Work to complete - Select from the data all lines with the word "blue".

Data -
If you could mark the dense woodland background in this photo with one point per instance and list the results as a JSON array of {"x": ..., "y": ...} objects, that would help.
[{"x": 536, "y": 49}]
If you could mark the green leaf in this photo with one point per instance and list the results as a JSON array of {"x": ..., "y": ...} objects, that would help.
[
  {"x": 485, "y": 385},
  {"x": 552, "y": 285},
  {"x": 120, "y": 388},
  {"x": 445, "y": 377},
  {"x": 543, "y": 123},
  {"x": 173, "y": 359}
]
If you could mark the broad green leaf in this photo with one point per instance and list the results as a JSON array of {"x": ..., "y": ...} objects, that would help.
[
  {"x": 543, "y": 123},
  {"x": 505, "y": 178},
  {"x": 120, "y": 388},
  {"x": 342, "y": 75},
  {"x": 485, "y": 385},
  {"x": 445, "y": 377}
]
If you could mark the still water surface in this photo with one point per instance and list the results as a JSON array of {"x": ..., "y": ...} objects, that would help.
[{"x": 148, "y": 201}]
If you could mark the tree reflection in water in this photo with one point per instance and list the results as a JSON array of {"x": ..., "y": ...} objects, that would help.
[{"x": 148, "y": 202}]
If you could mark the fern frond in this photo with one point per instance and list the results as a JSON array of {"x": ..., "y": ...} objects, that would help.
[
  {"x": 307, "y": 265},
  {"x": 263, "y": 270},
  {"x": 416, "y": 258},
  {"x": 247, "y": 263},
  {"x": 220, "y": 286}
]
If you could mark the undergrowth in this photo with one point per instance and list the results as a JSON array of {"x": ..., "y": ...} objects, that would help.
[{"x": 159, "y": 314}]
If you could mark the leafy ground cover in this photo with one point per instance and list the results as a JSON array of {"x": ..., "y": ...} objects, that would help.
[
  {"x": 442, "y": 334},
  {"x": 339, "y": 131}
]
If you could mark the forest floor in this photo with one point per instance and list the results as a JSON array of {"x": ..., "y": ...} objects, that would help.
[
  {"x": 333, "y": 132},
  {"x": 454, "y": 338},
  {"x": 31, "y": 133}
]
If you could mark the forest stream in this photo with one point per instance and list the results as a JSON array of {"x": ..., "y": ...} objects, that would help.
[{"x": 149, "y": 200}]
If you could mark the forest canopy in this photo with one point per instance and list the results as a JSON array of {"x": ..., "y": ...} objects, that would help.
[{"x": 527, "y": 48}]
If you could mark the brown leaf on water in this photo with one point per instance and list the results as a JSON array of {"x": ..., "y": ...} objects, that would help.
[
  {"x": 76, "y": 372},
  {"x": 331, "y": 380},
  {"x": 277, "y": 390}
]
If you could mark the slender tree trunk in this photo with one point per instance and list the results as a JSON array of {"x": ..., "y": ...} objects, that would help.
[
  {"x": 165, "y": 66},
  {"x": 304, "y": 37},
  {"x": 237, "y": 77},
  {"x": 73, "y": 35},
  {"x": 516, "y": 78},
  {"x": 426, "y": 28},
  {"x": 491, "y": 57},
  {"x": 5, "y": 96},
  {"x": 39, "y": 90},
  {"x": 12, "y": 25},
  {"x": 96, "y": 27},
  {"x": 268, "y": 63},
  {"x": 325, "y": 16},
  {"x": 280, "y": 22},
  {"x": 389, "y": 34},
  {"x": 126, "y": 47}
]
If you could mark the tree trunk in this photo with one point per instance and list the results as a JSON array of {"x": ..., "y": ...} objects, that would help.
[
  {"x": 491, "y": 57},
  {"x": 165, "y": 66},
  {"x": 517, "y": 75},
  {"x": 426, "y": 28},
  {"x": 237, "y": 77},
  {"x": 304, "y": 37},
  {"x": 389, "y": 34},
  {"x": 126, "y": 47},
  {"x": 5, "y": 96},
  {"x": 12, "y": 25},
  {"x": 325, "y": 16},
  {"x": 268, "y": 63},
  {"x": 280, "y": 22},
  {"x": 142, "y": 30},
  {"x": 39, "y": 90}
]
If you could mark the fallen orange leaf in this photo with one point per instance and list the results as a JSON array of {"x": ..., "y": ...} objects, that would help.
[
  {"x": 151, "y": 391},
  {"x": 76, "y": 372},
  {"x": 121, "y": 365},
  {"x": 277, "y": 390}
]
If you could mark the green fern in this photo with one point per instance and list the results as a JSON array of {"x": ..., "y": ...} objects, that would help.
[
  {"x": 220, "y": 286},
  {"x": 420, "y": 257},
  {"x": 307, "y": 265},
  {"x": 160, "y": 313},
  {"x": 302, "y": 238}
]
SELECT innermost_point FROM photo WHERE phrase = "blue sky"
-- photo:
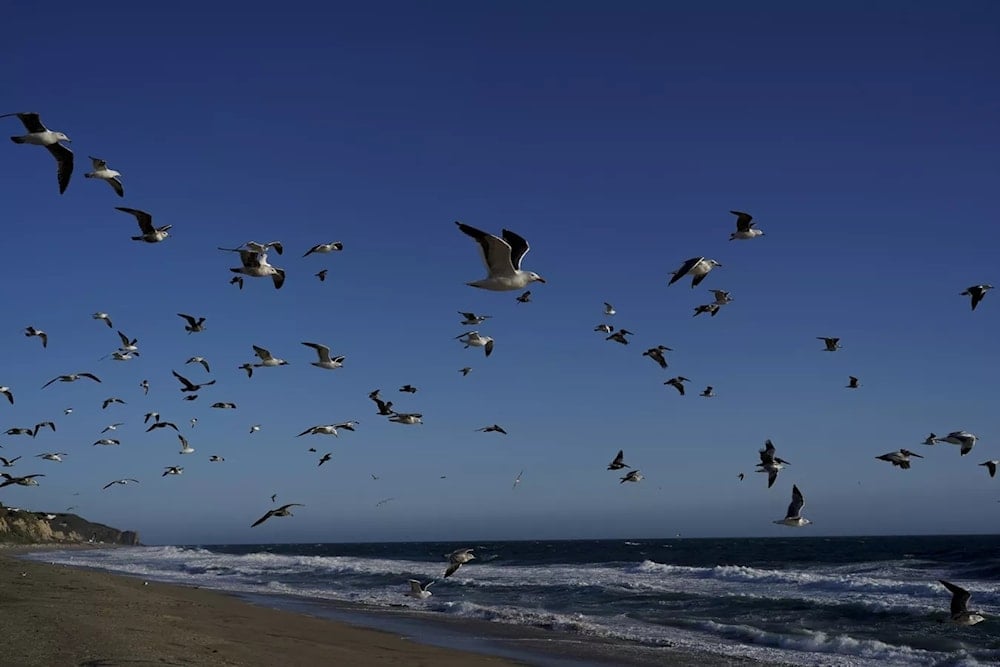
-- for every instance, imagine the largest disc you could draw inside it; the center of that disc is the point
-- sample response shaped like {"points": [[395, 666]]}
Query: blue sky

Response box -
SELECT innermost_point FROM photo WHERE phrase = "blue sky"
Query: blue sky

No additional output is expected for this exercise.